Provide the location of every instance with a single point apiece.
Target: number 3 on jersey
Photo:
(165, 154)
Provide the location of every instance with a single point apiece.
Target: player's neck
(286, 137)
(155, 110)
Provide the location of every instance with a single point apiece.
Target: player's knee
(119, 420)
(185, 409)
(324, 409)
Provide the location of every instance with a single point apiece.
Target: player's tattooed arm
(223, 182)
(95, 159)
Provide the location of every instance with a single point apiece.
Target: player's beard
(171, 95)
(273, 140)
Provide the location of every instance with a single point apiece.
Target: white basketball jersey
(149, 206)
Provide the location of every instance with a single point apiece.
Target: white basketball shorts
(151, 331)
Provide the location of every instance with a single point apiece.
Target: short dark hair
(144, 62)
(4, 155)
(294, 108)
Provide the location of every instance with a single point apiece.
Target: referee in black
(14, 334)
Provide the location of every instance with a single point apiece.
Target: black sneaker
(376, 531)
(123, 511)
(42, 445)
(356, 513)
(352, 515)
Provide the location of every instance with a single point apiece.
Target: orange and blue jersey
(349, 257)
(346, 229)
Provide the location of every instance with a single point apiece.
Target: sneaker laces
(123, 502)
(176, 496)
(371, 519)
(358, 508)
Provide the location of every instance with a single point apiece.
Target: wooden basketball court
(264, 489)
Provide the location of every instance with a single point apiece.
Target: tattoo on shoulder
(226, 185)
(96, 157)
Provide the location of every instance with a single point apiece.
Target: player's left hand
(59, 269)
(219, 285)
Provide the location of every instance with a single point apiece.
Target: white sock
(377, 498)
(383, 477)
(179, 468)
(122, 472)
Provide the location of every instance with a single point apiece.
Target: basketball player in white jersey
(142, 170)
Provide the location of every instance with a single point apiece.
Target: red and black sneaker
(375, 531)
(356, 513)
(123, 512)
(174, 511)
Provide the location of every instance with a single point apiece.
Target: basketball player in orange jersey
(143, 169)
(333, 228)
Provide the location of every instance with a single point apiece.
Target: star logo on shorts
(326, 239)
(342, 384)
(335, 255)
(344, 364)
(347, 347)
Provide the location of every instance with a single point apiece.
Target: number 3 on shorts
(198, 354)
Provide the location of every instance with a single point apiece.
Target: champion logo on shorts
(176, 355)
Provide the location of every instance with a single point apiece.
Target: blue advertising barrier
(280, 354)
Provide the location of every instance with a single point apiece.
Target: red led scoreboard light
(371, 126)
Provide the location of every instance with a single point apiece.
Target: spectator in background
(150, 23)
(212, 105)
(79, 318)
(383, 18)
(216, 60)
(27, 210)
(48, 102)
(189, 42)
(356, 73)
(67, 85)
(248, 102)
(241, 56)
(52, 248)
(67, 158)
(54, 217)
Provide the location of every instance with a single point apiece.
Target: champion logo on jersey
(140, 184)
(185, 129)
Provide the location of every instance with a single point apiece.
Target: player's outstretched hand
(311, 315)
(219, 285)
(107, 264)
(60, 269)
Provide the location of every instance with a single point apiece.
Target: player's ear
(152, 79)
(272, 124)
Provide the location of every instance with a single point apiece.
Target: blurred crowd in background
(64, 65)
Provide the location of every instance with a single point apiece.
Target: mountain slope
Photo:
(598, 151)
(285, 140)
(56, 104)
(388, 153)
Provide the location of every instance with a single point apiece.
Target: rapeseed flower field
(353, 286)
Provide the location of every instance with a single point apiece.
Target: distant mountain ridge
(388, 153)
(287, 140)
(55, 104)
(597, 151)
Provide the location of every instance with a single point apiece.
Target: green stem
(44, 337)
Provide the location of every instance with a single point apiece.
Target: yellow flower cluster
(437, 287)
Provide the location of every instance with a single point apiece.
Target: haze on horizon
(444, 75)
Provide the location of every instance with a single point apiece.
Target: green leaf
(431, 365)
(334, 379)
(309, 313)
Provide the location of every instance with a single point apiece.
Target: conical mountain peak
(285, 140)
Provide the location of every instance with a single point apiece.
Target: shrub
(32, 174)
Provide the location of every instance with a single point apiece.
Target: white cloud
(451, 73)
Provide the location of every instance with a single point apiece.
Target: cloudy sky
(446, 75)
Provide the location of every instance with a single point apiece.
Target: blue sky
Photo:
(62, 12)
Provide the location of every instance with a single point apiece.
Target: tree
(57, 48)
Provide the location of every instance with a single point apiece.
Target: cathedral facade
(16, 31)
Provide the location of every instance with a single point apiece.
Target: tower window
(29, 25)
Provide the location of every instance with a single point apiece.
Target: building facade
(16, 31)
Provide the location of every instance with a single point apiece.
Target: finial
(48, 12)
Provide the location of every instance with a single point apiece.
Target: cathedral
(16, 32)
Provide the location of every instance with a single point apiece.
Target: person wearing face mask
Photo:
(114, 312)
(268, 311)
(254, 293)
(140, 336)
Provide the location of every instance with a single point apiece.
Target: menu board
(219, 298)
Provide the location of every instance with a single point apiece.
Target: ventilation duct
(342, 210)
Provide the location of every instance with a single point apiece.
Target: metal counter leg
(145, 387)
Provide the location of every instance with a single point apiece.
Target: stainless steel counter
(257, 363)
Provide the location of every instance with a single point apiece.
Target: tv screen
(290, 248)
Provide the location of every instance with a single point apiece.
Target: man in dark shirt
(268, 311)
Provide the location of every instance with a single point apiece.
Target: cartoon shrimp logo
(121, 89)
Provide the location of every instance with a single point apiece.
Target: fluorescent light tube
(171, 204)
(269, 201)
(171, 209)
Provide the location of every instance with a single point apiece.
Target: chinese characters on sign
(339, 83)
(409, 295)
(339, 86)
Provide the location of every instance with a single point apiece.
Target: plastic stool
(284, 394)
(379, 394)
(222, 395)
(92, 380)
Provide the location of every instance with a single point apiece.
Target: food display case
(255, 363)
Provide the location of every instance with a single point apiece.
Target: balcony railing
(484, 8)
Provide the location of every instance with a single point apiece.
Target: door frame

========

### Work to complete
Retype every entry exactly as it stands.

### Task solution
Provide the location of every instance with a single point apiece.
Target: number 3 on jersey
Photo:
(165, 154)
Provide the location of every instance with a single point apiece.
Target: player's neck
(286, 137)
(155, 110)
Provide the location of every instance with a single point apiece.
Target: player's knee
(119, 420)
(185, 409)
(324, 409)
Provide the location of every instance with a single point apiece.
Target: player's tattooed arm
(223, 182)
(95, 159)
Provide the location of every instance with a single point apiece.
Target: player's beard
(171, 95)
(273, 140)
Provide the location of every instance with a single point apiece.
Target: white basketball jersey
(149, 206)
Provide the location of every instance with a single point apiece.
Target: white basketball shorts
(151, 331)
Provide the location of every instance with a single point apiece.
Target: short dark hair
(144, 62)
(4, 155)
(294, 108)
Provide the location of every instance with a single point apiece.
Target: referee in black
(14, 334)
Provide the location of every instance with a single point apiece.
Target: black sneaker
(376, 531)
(123, 511)
(42, 445)
(356, 513)
(352, 515)
Provide the location of every instance with a single point apiece.
Target: orange and blue jersey
(349, 257)
(346, 229)
Provide the location of every instance with a single point apiece.
Target: sneaker laces
(123, 502)
(176, 496)
(371, 519)
(358, 508)
Provide the location of every instance with a single point apiece.
Target: wooden basketball court
(264, 489)
Provide the location of every instance with a single point apiece.
Target: tattoo on shoulder
(226, 185)
(96, 157)
Provide the location of every instance with a single point apiece.
Target: player's left hand
(59, 269)
(219, 285)
Provide the location of every instance with a single point apiece.
Target: white sock
(377, 498)
(383, 477)
(179, 468)
(122, 472)
Provide the location of every instance with a single point apiece.
Target: basketball player in white jersey
(142, 170)
Provide the location of every instance with a single point apiece.
Target: red and black sneaker
(375, 531)
(356, 513)
(123, 512)
(174, 511)
Provide the location of every instance with a single point apiece.
Target: basketball player in orange jersey
(143, 169)
(333, 228)
Provide the location of every instance with a single point apiece.
Target: star logo on shorts
(326, 239)
(342, 384)
(335, 255)
(344, 364)
(347, 347)
Provide the location of every instance with a single point apiece.
Target: number 3 on shorts
(198, 354)
Provide the location of every instance with a single point apiece.
Target: champion logo on shorts
(176, 355)
Provide the location of every instance with a single point apiece.
Target: blue advertising barrier
(280, 354)
Provide the location of every instance with a single point apiece.
Target: red led scoreboard light
(371, 126)
Provide the location of every instance with a single point apiece.
Target: spectator in background
(150, 23)
(212, 105)
(79, 318)
(383, 18)
(216, 60)
(27, 210)
(48, 102)
(189, 42)
(356, 73)
(67, 85)
(248, 102)
(241, 56)
(52, 248)
(67, 158)
(54, 217)
Provide the location of every instance with a single point apiece.
Target: champion logo on jersey
(140, 184)
(185, 129)
Provide the location of every instance with a single point apiece.
Target: player's outstretched hand
(311, 315)
(219, 285)
(107, 264)
(60, 269)
Provide the location of every instance with a single point apiece.
Target: player's ear
(152, 79)
(272, 124)
Provide the location of every instance with a single point apiece.
Target: blurred crowd in background
(64, 65)
Provide the location of every instance with a single point apiece.
Target: mountain slope
Photo:
(598, 151)
(285, 140)
(56, 104)
(388, 153)
Provide the location of every instance with a single point apiece.
Target: rapeseed flower field
(353, 286)
Provide the location of every instance with a single point apiece.
Target: distant mountain ridge
(388, 153)
(287, 140)
(55, 104)
(597, 151)
Provide the location of every instance with a single point apiece.
Target: green stem
(44, 337)
Provide the location of every instance with a single point apiece.
Target: yellow flower cluster
(437, 287)
Provide the location of every instance with a single point apiece.
Target: haze on horizon
(444, 75)
Provide the location of every instance with a single point apiece.
Target: green leaf
(431, 365)
(334, 379)
(309, 313)
Provide the location of every instance with a single point apiece.
Target: conical mountain peak
(285, 140)
Provide the location of every instance with a single point apiece.
Target: shrub
(32, 174)
Provide the location of every instance with a single point apiece.
Target: white cloud
(451, 73)
Provide the location of every instance with a single point apiece.
Target: cloudy sky
(446, 75)
Provide the location of every instance with a single point apiece.
Target: blue sky
Photo:
(62, 12)
Provide the location of every instance with a single point apiece.
Target: tree
(57, 48)
Provide the location of every instance with a single point apiece.
Target: cathedral facade
(16, 31)
Provide the location of every instance with a single point apiece.
Target: tower window
(29, 25)
Provide the location of every instance with a single point apiece.
Target: building facade
(16, 31)
Provide the location of every instance with a single point apiece.
Target: finial
(48, 12)
Provide the location of every instance with a single point apiece.
Target: cathedral
(16, 32)
Provide the location of every instance with a single point apiece.
Target: person wearing face mask
Photo:
(114, 312)
(268, 311)
(254, 293)
(140, 336)
Provide the location of every instance with a single point apiece.
Target: menu board
(219, 298)
Provide the location of every instance with a single point apiece.
Target: ventilation duct
(342, 210)
Provide the location of every instance with a single point apiece.
Target: metal counter leg
(145, 387)
Provide the location of every instance with a single point apiece.
Target: stainless steel counter
(257, 363)
Provide the location of every instance with a single point apiece.
Target: tv screen
(290, 248)
Provide the location of every instance with a single point apiece.
Target: man in dark shirt
(268, 311)
Provide the location of every instance with a single point apiece.
Target: cartoon shrimp logo
(121, 89)
Provide the location of every instance with a single point apiece.
Target: fluorescent light tube
(171, 204)
(269, 201)
(171, 209)
Provide the location of every instance with a single point apiece.
Target: chinese characters on sign
(339, 83)
(409, 295)
(339, 86)
Provide the location of every instance with a single point apiece.
Target: plastic stool
(284, 394)
(379, 394)
(222, 395)
(92, 380)
Provide the location of every instance with a single point apiece.
Target: food display case
(255, 363)
Provide the location of every instance with a single point apiece.
Target: balcony railing
(484, 8)
Provide the location of every instance with a single point apiece.
Target: door frame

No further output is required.